=== EXERCISE INPUTS ===

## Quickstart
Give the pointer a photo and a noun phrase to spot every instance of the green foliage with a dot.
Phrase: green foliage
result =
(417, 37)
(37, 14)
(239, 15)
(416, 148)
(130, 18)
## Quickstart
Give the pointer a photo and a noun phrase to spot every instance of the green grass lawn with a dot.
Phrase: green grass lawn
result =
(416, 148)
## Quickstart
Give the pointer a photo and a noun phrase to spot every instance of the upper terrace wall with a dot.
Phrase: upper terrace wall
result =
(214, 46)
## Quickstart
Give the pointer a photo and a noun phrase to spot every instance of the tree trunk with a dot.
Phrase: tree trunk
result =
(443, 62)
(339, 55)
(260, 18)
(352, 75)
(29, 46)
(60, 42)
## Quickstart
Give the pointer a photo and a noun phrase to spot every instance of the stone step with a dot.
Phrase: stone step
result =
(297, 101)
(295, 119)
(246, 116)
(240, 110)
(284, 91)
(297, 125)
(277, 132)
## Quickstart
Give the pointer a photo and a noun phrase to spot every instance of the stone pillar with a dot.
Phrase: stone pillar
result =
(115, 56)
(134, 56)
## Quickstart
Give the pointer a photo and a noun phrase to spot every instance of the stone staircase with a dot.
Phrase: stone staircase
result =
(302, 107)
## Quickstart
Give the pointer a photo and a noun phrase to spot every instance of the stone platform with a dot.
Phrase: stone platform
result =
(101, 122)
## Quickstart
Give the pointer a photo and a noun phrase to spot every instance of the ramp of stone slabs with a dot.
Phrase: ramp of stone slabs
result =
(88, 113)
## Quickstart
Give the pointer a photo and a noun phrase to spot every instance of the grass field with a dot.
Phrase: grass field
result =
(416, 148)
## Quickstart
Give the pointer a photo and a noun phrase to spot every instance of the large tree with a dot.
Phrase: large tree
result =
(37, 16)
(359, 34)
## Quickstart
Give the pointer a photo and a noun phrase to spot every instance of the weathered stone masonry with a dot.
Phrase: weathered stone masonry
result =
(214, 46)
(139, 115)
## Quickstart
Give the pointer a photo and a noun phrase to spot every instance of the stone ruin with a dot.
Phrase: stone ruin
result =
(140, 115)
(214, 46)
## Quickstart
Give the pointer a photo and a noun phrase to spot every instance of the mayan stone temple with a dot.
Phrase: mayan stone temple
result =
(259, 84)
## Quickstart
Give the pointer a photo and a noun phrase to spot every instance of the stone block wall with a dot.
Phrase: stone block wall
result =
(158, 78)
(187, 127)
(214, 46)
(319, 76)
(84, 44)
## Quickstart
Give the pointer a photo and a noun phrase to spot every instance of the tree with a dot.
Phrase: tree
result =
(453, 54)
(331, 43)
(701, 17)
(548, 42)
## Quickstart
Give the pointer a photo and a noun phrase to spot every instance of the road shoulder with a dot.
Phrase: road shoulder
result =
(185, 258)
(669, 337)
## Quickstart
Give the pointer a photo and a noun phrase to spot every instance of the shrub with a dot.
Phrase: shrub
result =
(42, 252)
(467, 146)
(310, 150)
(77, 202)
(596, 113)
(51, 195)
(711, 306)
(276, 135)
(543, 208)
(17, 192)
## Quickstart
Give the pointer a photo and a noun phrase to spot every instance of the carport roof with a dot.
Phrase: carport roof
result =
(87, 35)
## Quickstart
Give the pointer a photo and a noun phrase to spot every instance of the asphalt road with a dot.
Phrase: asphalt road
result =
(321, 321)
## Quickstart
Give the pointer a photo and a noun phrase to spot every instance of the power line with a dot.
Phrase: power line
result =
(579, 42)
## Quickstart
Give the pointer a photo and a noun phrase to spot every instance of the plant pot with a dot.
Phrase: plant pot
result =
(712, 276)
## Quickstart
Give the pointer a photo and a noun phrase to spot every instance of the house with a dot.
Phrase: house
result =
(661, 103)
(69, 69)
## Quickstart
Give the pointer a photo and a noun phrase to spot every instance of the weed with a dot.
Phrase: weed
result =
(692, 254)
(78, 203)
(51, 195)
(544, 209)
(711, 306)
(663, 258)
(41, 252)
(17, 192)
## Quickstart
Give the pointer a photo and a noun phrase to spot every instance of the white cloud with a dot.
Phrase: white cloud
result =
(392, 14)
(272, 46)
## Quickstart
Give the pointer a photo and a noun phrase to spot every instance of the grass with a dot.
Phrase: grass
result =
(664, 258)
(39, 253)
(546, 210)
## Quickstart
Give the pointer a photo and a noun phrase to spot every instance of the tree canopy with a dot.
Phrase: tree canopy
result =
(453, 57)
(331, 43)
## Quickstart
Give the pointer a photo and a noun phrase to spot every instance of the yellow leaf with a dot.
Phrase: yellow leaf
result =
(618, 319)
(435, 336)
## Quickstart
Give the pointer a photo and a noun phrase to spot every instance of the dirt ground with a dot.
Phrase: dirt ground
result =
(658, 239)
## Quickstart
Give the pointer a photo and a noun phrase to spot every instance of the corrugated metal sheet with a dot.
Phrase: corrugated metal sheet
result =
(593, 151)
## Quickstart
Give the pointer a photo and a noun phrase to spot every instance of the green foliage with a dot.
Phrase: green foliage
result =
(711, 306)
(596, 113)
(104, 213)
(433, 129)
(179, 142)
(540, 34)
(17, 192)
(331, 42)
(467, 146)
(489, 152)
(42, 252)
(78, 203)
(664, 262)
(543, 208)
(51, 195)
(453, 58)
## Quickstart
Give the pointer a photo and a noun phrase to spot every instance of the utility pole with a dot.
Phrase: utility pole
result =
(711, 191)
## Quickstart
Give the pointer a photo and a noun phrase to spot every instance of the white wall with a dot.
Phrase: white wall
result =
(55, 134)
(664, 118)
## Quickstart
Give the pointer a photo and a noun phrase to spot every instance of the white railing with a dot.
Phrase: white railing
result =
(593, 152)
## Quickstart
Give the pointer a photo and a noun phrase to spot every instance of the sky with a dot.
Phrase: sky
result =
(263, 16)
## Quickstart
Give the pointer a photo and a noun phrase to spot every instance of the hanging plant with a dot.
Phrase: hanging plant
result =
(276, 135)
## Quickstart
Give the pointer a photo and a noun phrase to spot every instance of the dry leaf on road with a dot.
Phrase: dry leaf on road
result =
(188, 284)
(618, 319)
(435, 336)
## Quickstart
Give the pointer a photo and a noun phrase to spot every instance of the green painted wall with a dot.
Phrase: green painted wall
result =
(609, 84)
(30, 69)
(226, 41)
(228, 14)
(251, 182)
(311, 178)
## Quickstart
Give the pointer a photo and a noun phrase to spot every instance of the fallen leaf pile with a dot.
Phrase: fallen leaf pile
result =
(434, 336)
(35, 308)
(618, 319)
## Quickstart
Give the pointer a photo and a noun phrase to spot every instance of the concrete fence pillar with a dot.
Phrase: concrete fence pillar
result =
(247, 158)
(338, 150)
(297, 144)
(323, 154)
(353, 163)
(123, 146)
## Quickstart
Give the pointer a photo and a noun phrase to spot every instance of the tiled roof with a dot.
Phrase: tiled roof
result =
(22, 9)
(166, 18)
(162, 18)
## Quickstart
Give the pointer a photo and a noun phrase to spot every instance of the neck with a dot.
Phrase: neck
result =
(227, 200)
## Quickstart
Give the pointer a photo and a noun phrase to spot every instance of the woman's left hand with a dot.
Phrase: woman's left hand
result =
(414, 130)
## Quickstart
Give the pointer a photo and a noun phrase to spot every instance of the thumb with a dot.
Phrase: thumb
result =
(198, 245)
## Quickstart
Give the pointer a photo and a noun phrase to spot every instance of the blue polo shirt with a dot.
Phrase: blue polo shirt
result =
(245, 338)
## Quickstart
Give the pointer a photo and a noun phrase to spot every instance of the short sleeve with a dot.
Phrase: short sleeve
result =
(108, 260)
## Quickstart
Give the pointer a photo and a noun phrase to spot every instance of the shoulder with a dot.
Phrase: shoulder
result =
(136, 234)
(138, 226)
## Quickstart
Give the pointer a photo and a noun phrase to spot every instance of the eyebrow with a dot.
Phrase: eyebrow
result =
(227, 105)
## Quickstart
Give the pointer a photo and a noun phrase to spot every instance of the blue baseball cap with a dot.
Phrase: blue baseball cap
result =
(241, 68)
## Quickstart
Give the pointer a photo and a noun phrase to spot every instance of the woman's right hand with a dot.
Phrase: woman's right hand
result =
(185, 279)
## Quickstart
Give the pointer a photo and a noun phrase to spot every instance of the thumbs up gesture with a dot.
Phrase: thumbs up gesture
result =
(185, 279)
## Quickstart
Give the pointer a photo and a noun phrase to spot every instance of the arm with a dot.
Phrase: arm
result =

===

— TASK —
Your answer should be exactly the lines of the data above, from the first through the line containing "Phrase: stone pillar".

— ANSWER BELOW —
## Quickstart
Give the pointer a photo and a noun phrase to spot every instance of the green foliage with a dot.
Phrase: green foliage
result =
(417, 37)
(37, 14)
(239, 15)
(416, 148)
(130, 18)
## Quickstart
Give the pointer a photo and a noun phrase to spot every instance of the green grass lawn with a dot.
Phrase: green grass lawn
result =
(416, 148)
## Quickstart
Give the pointer a photo and a noun phrase to spot every instance of the upper terrace wall with a dot.
Phrase: upper terrace wall
result =
(214, 46)
## Quickstart
Give the pointer a photo and a noun phrase to spot every instance of the tree trunk with a dot.
Phrase: tree trunk
result =
(443, 62)
(339, 55)
(260, 18)
(352, 75)
(29, 46)
(60, 42)
## Quickstart
Give the pointer a photo and a noun phrase to spot every instance of the stone step with a dot.
Phrase: stone step
result =
(297, 101)
(295, 119)
(246, 116)
(240, 110)
(284, 91)
(297, 125)
(277, 132)
## Quickstart
Give the pointer a photo and a noun phrase to spot every instance of the stone pillar with a dot.
Phrase: stone pillar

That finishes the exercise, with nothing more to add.